Work to complete
Update the records below by replacing "instance" with "occurrence" wherever it occurs, leaving every other part unchanged. Omit the pictures from your output.

Material to process

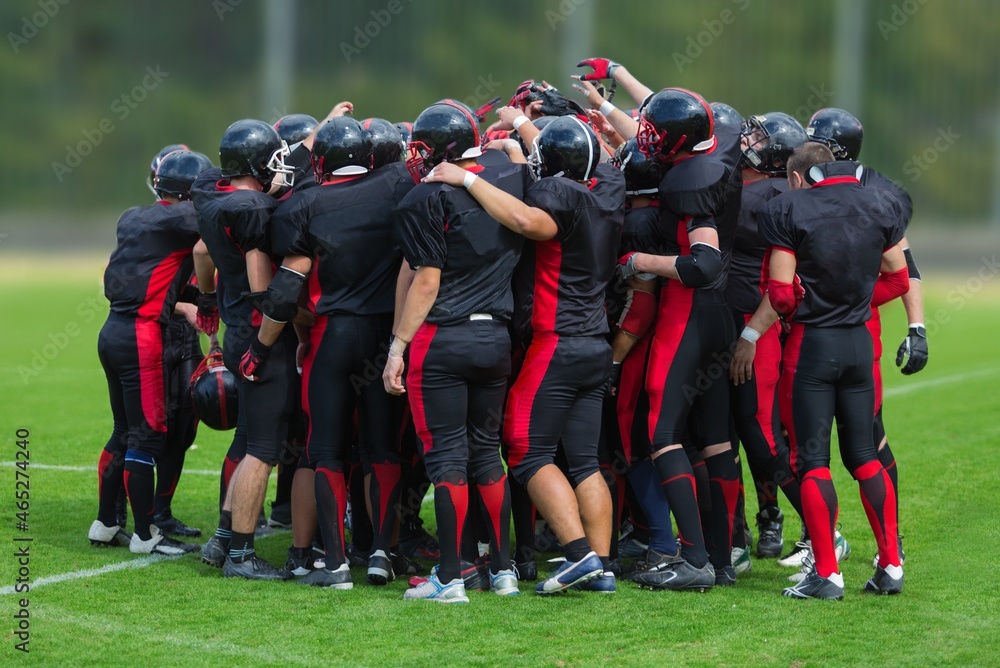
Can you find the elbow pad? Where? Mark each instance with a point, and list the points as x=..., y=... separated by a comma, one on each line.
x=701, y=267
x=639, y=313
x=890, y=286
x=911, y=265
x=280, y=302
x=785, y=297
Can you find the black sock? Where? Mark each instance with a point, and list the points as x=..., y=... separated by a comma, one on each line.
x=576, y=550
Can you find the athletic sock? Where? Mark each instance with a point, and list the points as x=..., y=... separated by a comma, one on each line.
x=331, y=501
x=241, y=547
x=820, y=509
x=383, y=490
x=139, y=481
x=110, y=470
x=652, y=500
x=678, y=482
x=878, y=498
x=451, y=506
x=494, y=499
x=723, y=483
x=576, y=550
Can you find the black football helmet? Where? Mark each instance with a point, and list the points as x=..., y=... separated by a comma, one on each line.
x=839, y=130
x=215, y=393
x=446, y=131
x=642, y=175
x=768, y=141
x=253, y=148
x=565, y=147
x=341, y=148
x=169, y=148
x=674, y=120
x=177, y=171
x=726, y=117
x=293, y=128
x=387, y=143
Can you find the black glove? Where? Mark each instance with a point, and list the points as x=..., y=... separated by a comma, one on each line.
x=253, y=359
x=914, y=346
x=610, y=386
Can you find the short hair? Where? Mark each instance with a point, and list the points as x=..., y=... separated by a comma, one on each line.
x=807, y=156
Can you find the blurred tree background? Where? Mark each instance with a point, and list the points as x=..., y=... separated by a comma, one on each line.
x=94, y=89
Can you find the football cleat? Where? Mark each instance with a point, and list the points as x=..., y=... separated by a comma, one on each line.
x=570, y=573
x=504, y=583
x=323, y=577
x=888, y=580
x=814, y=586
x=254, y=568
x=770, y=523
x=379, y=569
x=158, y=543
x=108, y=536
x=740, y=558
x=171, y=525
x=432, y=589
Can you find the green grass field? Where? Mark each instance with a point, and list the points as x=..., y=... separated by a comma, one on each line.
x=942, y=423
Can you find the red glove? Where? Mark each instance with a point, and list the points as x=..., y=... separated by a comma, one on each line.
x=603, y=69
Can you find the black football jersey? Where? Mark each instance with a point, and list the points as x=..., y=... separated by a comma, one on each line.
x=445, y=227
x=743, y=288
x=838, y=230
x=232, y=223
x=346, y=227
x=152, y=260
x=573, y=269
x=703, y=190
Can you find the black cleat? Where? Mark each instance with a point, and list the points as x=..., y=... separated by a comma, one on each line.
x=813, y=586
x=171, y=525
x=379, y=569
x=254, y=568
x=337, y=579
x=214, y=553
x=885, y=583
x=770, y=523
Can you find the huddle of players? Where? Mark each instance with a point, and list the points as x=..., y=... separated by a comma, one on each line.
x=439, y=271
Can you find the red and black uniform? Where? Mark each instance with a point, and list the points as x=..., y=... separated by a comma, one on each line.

Output of the exercise
Can you find the elbow pad? Where? Mark each occurrence with a point, and list the points as x=..., y=... separated by a comma, one on each line.
x=701, y=267
x=639, y=313
x=890, y=286
x=911, y=265
x=280, y=302
x=785, y=297
Can you find the black sock? Where? Mark each occurrence with a point, and list the points as x=..., y=... separated by a comma, one on each line.
x=576, y=550
Can you find the athletic sock? Where? Mark each occurrence with a point, and list the points as x=..., y=... separated by a comma, one on each line.
x=331, y=501
x=241, y=547
x=820, y=509
x=383, y=490
x=139, y=481
x=110, y=470
x=652, y=500
x=678, y=482
x=878, y=498
x=451, y=506
x=494, y=499
x=723, y=483
x=576, y=550
Can you find the black football helmet? Where? Mark each occurrence with a point, and list the points as x=..., y=... separated by a comma, one on each line.
x=839, y=130
x=215, y=393
x=446, y=131
x=642, y=175
x=768, y=141
x=253, y=148
x=565, y=147
x=341, y=148
x=169, y=148
x=674, y=120
x=177, y=171
x=726, y=117
x=293, y=128
x=387, y=143
Can you find the black glove? Where? Mark each occurrence with a point, and list the points as x=..., y=... separated by a comma, one on each line.
x=253, y=359
x=914, y=346
x=610, y=386
Can you find the short hair? Where? Mark each occurrence with a point, and list the points as x=..., y=... separated by a comma, one on each line.
x=807, y=156
Can you find the blurred tree background? Where? Mark each occurrence with a point, and list the points as x=..., y=... separated by a comma, one on each line.
x=94, y=89
Can you find the football cleat? Where? Mark each occurrence with a point, and list the points as x=..., y=... separated by a comma, one on each line.
x=570, y=573
x=504, y=583
x=323, y=577
x=888, y=580
x=814, y=586
x=254, y=568
x=770, y=523
x=379, y=569
x=158, y=543
x=108, y=536
x=740, y=558
x=171, y=525
x=432, y=589
Can you find the green grass field? Where? Mark each occurrence with a point, and list the points as x=..., y=... separated by a comma, one on each line.
x=942, y=423
Can you find the red glove? Where? Mark each occurrence with a point, and list the points as x=..., y=... separated by a comma, one on each line.
x=603, y=69
Can you find the black football jersey? Where? Mark each occurrence with a point, and list the points as x=..., y=... separated by a comma, one on each line.
x=445, y=227
x=743, y=288
x=838, y=230
x=232, y=223
x=346, y=227
x=152, y=260
x=573, y=269
x=703, y=190
Can you find the black cleat? Where? Mark each occurrence with a point, and list the points as x=..., y=... separated by a comma, one on each line.
x=813, y=586
x=171, y=525
x=379, y=569
x=254, y=568
x=337, y=579
x=214, y=553
x=885, y=583
x=770, y=523
Can you find the huddle of players? Where? Mark each occurrence with a point, and list the points as x=..., y=... separated by a comma, one on each line.
x=439, y=271
Can you find the red and black uniform? Where? Mark each occurrence with a point, and list the points as x=..., y=... separated by a comma, one on each line.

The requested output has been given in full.